PROBLEM TO WORK ON: Extend the patent text on the real-time document recognition system below, picking up after its final sentence.

EXTRACT:

US20090324139A1

US20090324139A1 - Real time document recognition system and method

Info

Publication number: US20090324139A1
Application number: US12/251,593
Authority: US
Inventors: Chin-Shyurng Fahn; Kai-Jay Lu
Original assignee: National Taiwan University of Science and Technology NTUST
Current assignee: National Taiwan University of Science and Technology NTUST
Priority date: 2008-06-27
Filing date: 2008-10-15
Publication date: 2009-12-31
Also published as: TW201001303A; JP2010009579A

Abstract

A document recognition system comprises a document structure analyzing module for marking a document into a plurality of blocks according to at least one structural characteristic of the document, a reading scheduling module for arranging a reading schedule for reading the plurality of blocks, a positioning module for positioning one block that is being read, and a recognizing module for recognizing the block being read and then outputting the content of the block. The system described above thus can recognize documents in real time.

Description

TECHNICAL FIELD OF THE INVENTION

The present invention relates to a recognition system and a recognition method, and more particularly, to a system and a method capable of recognizing documents in real time.

BACKGROUND OF THE INVENTION

In everyday life, it is often necessary to transform various kinds of documents into editable files. Generally, for document recognition technology, documents should be scanned into image files and then recognized by utilizing optical character recognition (OCR) software. Alternatively, a pen scanner can be utilized for manually scanning and recognizing a document word by word. However, the former lacks mobility and the latter is unable to deal with a great amount of documents automatically.
There is a trend to develop visual functions for robots in the field of robotic technology. Robots with ability of recognizing documents in real time are more like humans. If robots can read documents as soon as they see the documents, like humans, this kind of application in robots, for example, service robots, thereby presents a great potential business opportunity. This is an important goal to achieve.

DATA UNDER STUDY:
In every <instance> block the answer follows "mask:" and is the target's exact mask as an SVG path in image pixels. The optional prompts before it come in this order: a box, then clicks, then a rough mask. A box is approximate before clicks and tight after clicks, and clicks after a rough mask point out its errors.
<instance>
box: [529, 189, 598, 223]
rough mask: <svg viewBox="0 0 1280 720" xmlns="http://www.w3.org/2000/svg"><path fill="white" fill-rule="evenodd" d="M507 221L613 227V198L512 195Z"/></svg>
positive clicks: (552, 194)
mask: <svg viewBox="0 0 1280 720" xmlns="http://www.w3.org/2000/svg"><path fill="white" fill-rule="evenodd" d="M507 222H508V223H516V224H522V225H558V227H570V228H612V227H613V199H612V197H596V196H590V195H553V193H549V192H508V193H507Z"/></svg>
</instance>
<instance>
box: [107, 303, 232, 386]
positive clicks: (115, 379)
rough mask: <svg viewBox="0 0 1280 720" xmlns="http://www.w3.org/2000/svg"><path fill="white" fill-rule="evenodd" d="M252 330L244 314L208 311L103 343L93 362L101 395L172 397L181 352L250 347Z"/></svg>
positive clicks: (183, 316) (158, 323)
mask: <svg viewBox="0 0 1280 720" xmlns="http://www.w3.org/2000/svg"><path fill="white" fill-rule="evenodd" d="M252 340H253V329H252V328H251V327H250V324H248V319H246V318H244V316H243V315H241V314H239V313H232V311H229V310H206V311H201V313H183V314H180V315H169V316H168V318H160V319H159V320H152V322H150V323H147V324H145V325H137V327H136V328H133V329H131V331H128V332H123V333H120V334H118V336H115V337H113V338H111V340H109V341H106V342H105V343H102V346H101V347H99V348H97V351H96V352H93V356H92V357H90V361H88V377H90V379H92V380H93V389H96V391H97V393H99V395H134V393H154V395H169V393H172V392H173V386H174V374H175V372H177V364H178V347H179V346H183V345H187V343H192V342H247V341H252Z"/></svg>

ANSWER SPACE:
In a traditional document recognition method, a whole document is shot or scanned into an image by utilizing a high-resolution digital camera or a scanner, and the obtained image is to be recognized. However, in such a traditional recognition method, a large memory capacity is needed, and it takes a long time to recognize the document image.
In another traditional document recognition method, it is to take one part of the document each time by utilizing a low-resolution digital camera to obtain an image. Obtained images are treated with skew correction respectively. Thus, the corrected images are combined into a big one, and then the combined image is to be recognized. In this traditional recognition method, a lot of time is needed during the skew correction and combination. In addition, it is difficult to control image quality when employing this method.
The above-mentioned traditional methods are unsuitable for recognizing documents in real time and do not have humanoid reading characteristics. Therefore, it is necessary to develop a new document recognition method.

SUMMARY OF THE INVENTION

A first objective of the present invention is to provide a system and a method capable of recognizing the content of a document in real time.
A second objective of the present invention is to provide a system and a method capable of recognizing a structural document in real time.
A third objective of the present invention is to provide a system and a method that functions as humanoid reading.
According to the above objectives, the present invention provides a real time document recognition system. The system comprises a document structure analyzing module for marking a document into a plurality of blocks according to at least one structural characteristic of the document; a reading scheduling module for arranging a reading schedule for reading the plurality of blocks; a positioning module for positioning one block that is being read; and a recognizing module for recognizing the block being read and then outputting the content of the block.
According to the above objectives, the present invention provides a real time document recognition method. The method comprises the steps of: marking a document into a plurality of blocks according to at least one structural characteristic of the document; arranging a reading schedule for reading the plurality of blocks; positioning one block that is being read; and recognizing the block being read and then outputting the content of the block.
Various types of structural documents, such as books, newspapers, maps, music scores, engineering designs, and pipeline layouts, can be recognized immediately when applying the present invention.
In a natural scene, concerning that the document may be distorted in shape or moved unexpectedly, a technology of visual detecting and tracking is utilized in the present invention for detecting, dynamically tracking the document, and finally determining a position of the document. In addition, images of marked blocks of the document can be enlarged for increasing image resolution of the marked blocks so that the recognition ability is improved.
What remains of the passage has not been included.